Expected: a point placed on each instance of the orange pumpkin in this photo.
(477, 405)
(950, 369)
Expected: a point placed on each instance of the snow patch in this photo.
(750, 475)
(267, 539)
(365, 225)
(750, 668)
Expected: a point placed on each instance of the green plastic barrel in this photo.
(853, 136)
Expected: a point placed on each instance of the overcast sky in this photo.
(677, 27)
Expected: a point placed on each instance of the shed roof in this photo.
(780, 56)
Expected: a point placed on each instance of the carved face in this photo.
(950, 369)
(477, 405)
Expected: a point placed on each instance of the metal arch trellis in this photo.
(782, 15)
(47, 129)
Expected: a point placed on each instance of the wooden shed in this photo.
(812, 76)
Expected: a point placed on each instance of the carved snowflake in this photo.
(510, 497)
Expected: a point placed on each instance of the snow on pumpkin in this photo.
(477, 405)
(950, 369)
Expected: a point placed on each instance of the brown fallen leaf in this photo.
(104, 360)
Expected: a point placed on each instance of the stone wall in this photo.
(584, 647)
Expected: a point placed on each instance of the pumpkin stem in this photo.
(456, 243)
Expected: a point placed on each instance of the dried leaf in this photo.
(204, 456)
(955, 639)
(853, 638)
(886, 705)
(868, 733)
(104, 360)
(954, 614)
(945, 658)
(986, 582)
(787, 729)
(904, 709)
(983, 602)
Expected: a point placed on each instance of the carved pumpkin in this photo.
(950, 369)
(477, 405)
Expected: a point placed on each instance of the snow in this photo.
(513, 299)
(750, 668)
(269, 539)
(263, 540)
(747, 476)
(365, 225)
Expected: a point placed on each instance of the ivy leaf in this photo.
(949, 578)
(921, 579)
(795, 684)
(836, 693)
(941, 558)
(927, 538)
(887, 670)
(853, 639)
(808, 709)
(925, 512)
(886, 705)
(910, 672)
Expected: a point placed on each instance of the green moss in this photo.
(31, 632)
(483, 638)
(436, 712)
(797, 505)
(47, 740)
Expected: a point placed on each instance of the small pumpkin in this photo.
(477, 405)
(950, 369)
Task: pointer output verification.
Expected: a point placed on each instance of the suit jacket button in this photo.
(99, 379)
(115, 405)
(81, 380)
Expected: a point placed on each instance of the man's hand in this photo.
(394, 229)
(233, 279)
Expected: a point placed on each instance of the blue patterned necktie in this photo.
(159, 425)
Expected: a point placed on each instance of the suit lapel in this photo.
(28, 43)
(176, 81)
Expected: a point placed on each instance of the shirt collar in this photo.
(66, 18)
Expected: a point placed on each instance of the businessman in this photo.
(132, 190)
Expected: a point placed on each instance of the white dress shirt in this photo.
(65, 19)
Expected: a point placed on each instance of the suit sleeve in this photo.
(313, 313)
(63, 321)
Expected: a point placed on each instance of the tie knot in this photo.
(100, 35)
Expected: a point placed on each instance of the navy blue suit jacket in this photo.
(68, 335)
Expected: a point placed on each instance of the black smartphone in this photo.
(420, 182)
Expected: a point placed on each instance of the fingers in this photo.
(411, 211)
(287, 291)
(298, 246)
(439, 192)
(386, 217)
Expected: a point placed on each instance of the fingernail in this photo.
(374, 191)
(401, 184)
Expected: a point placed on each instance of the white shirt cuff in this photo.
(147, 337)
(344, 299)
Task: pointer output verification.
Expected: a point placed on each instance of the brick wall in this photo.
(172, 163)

....

* Short task
Rewrite all the items above, replacing "Expected" with "Required" wherever it occurs and keeping everything else the same.

* Output for this exercise
Required: a point placed on each instance of the orange pumpkin in this photo.
(477, 405)
(950, 369)
Required: a point placed on each instance of the snow patch in this photo.
(750, 475)
(267, 539)
(365, 225)
(750, 668)
Required: a point placed on each instance of the green plastic barrel in this photo.
(853, 136)
Required: a point placed on each instance of the overcast sky in this photo.
(677, 27)
Required: a point placed on each instance of the shed roof in this photo.
(780, 56)
Required: a point placed on each instance of the carved face in this photo.
(950, 369)
(477, 405)
Required: a point placed on each instance of the metal arch trellis in this photo.
(782, 15)
(47, 129)
Required: a point placed on each instance of the wooden shed in this photo.
(812, 76)
Required: a point placed on each instance of the carved snowflake in this photo.
(510, 497)
Required: a point placed on each instance of the snow on pumpkin in this photo.
(477, 405)
(950, 369)
Required: a point placed on each instance of the brown fallen leaf in this photo.
(104, 360)
Required: a point placed on each instance of the stone wall in this photo.
(584, 647)
Required: a point placed on each instance of the pumpkin stem in this photo.
(456, 243)
Required: a point placed on each instance of the dried leaf in this photo.
(204, 456)
(955, 639)
(853, 638)
(886, 705)
(868, 733)
(104, 360)
(954, 614)
(945, 658)
(986, 582)
(787, 729)
(904, 709)
(983, 602)
Required: a point placed on each instance of the carved pumpkin in this photo.
(950, 369)
(477, 405)
Required: a point placed on each instance of the snow in this photo.
(513, 299)
(750, 668)
(269, 539)
(263, 540)
(747, 476)
(365, 225)
Required: a point placed on each instance of the ivy leaf in this photo.
(949, 578)
(921, 579)
(795, 684)
(836, 693)
(941, 558)
(927, 538)
(887, 670)
(853, 639)
(808, 709)
(925, 512)
(886, 705)
(910, 672)
Required: a point placed on each instance of the green moss in this photo.
(31, 632)
(483, 638)
(436, 712)
(797, 505)
(47, 740)
Required: a point placed on each instance of the small pumpkin in this photo.
(477, 405)
(950, 369)
Task: pointer output verification.
Required: a point placed on each instance of the suit jacket button in this photo.
(99, 379)
(115, 405)
(81, 380)
Required: a point placed on each instance of the man's hand in this photo.
(394, 229)
(233, 279)
Required: a point placed on each instance of the blue patterned necktie in this photo.
(159, 425)
Required: a point placed on each instance of the suit lapel in this photo.
(28, 43)
(176, 81)
Required: a point placed on each instance of the shirt collar in this photo.
(66, 18)
Required: a point placed on each instance of the businessman in this photo.
(132, 190)
Required: a point placed on each instance of the white dress shirt in this photo.
(65, 19)
Required: a point placed on each instance of the suit sleeve in this photo.
(313, 313)
(63, 321)
Required: a point placed on each instance of the tie knot in this photo.
(100, 35)
Required: a point placed on each instance of the navy blue suit jacket in this photo.
(68, 335)
Required: a point placed on each instance of the black smartphone in this photo.
(420, 182)
Required: a point placed on each instance of the fingers in this photo.
(411, 211)
(287, 291)
(298, 246)
(439, 192)
(386, 217)
Required: a point placed on each instance of the fingernail in this photo.
(374, 191)
(401, 184)
Required: a point placed on each instance of the white shirt cuff in this photo.
(147, 337)
(344, 299)
Task: pointer output verification.
Required: a point placed on each instance of the brick wall in this photo.
(172, 163)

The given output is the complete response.